▸ **Assignment**
Each line from the one containing "point: zebra hind" through the end of the data must be retyped exactly, and no other line.

Dataset entries:
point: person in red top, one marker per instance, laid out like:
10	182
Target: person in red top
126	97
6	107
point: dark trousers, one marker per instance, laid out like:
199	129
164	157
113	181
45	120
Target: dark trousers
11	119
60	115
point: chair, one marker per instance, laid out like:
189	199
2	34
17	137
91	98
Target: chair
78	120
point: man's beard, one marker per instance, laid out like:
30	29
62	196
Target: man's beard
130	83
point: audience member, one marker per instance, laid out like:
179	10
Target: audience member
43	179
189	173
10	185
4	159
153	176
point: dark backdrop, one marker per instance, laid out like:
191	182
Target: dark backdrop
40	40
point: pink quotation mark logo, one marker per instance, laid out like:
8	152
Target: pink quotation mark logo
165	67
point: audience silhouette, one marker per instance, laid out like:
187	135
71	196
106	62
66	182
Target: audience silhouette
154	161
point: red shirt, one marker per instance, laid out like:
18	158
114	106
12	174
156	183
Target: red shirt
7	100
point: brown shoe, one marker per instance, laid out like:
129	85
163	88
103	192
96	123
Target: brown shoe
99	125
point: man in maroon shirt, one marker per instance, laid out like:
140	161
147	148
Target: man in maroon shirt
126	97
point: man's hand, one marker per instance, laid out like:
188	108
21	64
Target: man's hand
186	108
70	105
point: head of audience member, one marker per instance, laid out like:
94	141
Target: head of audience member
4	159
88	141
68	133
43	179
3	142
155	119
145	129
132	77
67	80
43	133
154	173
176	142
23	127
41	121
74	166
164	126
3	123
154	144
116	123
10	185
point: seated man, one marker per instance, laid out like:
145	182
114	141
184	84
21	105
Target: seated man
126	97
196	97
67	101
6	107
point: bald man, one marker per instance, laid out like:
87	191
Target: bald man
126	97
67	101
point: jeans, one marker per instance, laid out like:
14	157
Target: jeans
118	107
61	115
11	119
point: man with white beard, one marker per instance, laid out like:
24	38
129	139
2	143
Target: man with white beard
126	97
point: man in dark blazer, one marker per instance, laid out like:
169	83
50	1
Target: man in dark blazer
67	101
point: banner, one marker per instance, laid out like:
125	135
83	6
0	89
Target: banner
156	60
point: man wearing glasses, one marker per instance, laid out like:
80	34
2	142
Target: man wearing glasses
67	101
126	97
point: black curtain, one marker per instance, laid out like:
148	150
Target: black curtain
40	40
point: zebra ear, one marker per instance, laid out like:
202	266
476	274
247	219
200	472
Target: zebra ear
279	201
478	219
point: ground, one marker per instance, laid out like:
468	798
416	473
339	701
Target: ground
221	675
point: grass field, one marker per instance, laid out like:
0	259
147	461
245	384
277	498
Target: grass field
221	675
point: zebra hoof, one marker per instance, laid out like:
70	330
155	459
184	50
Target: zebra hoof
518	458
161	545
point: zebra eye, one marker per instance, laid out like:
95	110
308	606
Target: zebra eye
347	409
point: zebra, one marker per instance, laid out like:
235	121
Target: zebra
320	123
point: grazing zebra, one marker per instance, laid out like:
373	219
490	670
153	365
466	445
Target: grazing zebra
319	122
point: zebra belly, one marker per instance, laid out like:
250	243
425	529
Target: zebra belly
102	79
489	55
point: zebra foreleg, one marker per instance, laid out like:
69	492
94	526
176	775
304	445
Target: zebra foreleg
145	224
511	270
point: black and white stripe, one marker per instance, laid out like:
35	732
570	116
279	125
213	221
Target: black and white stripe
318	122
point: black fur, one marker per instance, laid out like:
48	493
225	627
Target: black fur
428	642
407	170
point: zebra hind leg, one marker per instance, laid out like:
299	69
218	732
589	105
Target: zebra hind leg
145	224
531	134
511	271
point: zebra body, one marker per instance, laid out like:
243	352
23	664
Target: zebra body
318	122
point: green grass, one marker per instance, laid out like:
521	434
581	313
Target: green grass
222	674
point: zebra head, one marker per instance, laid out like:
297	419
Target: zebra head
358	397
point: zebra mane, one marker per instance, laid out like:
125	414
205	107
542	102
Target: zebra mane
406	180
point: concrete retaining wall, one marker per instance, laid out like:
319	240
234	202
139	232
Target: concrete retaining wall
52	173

▸ **Reply**
point: zebra hind leg, one marker per instance, laid out like:
299	69
218	732
589	105
Target: zebra hind leg
145	224
531	134
511	271
point: zebra body, one marker per instance, laid out like:
243	352
23	664
Target: zebra body
318	122
point: green grass, one marker per instance, laid out like:
521	434
581	313
Target: green grass
222	674
point: zebra head, one marker per instance, laid out like:
297	419
Target: zebra head
358	397
point: zebra mane, one marker per instance, laid out like:
125	414
205	107
542	102
Target: zebra mane
406	180
point: concrete retaining wall, one marker per instance, laid out like:
319	240
234	202
139	232
Target: concrete retaining wall
52	173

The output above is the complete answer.